→ Requirement:
Answer these about the album review:
(a) What record label released "Feel Your Feelings Fool!"?
(b) In which city is the band based, and how many members does it have?
(c) What roles does the reviewer hold at KDUR?

THE REGRETTES – Feel Your Feelings Fool! – Warner Bros. Records

 

I know what you’re thinking: “Douglas, Warner Bros. is a major label! What are you, as a KDUR volunteer and student media-liaison, doing recommending us this mainstream ish?” Well, to that I reply with the following: “Feel Your Feelings Fool!” is the Regrettes major label DEBUT. I’m talking well-earned funnymoney for this four-piece Los Angeles-based punk outfit. Warner Brothers merely helped provide this minimalistic group with the tools needed to make a heavy record. After wracking my memories, I remember LA being aggressive, hot, and awesome. The Regrettes are all of those adjectives and more, all the while not giving a single care what their listeners think about their hard-to-pin-down style. Their guitars are grungy, beats consistently necessary, but above all else their lyrics are real. If you’ve ever felt angst, you’ll dig this record. If you’re feeling angst now, you’ll loathe me for thinking I know what media interests you—but you oughta give this record a chance. Several songs on “Feel Your Feelings Fool!bluntly confront societal expectations of women (A Living Human Girl, Ladylike/WHATTA [Expletive]), while other songs depict the struggles of maintaining a modern romance. Several of the tracks serve as meditations on people who have affected the lives of the Regrettes, yet the listener will always remember an individual unique to their own. Powerful media are about sprinkling our lives with a little agency, right?

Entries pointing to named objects
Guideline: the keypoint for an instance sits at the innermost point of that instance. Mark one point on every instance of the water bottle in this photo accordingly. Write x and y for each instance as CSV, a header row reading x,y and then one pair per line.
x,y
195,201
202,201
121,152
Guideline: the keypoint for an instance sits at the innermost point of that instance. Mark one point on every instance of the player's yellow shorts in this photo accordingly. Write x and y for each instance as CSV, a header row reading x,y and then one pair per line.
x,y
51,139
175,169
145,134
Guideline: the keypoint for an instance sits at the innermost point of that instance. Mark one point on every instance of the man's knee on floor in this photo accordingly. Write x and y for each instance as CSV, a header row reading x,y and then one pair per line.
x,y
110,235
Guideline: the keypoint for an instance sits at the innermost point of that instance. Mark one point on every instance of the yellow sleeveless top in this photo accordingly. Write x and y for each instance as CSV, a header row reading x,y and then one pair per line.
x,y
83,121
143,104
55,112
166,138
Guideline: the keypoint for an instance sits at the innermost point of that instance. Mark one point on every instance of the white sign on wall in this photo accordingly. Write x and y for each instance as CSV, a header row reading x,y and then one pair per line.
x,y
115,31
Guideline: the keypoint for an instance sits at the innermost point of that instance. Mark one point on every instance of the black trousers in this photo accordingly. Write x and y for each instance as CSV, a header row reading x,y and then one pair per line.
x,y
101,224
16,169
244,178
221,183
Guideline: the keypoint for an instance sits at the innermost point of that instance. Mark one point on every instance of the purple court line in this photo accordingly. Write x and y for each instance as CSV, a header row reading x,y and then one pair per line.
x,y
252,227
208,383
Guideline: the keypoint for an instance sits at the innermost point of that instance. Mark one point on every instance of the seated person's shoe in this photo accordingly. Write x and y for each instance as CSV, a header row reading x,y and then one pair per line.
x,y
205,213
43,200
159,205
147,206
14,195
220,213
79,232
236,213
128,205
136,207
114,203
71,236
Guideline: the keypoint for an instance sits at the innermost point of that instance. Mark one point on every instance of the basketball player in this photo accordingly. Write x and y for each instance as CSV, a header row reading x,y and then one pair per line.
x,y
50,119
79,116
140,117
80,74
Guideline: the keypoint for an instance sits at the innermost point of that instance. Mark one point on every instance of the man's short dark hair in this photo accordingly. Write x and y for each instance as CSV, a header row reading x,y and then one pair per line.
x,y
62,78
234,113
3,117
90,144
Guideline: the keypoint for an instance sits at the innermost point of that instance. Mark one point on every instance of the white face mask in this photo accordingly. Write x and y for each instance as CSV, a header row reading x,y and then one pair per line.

→ The output:
(a) Warner Bros. Records
(b) Los Angeles; four members
(c) Volunteer and student media-liaison